Would it be possible to quote, exactly and in full, the lines from the one with "Place one keypoint on each instance of the man's" through the end of the entries below?

• _Entries shown_:
----
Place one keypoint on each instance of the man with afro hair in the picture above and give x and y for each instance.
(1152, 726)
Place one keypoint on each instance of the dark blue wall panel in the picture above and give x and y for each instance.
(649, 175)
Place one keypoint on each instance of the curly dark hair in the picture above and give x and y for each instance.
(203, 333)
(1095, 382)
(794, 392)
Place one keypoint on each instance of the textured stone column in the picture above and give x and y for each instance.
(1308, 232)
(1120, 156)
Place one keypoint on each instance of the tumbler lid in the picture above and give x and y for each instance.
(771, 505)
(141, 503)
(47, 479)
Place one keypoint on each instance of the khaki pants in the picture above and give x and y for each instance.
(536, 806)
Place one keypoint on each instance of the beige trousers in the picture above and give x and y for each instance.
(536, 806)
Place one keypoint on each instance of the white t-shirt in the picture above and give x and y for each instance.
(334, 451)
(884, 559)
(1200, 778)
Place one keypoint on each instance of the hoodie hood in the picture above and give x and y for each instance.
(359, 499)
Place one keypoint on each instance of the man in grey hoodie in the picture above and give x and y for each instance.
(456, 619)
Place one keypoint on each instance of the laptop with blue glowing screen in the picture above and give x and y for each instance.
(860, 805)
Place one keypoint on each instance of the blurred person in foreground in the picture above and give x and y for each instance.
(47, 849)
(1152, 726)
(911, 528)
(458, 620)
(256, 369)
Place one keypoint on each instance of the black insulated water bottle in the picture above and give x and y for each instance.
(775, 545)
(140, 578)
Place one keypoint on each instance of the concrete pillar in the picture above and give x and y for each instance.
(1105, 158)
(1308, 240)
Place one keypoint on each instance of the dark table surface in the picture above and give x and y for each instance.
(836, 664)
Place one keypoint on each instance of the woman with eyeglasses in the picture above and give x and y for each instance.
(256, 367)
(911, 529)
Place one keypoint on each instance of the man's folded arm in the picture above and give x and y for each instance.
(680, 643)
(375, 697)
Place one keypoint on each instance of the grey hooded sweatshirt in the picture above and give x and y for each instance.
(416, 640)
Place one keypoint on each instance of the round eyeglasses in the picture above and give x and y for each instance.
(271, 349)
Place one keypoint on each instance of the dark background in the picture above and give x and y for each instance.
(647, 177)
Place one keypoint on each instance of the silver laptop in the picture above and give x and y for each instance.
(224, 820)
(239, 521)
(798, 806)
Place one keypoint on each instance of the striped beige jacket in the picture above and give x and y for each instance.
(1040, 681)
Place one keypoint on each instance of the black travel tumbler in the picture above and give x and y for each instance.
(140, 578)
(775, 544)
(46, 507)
----
• _Answer section_:
Place one keypoint on each instance of the man's folded arm in the picture above and give x and y for each instance.
(680, 643)
(375, 697)
Place one keypoint on each instance of the grey hooded sweatshirt in the picture above and give x and y for each instance.
(416, 640)
Place one keypoint on each instance of the round eyeglasses in the picture above and give x and y for each instance.
(271, 349)
Place one keypoint on each instance of the dark background in the picture above and give x and y for each instance.
(647, 177)
Place one keypoint on each instance of the silver laptop in the picture above and give x and y for each instance.
(224, 820)
(239, 521)
(798, 806)
Place one keypoint on each instance of the striped beige jacket in the picture above and give x and y for each instance.
(1040, 681)
Place one keypoint on each instance of the black travel tumbler in the picture above and give x and y for each instance.
(140, 578)
(775, 544)
(46, 507)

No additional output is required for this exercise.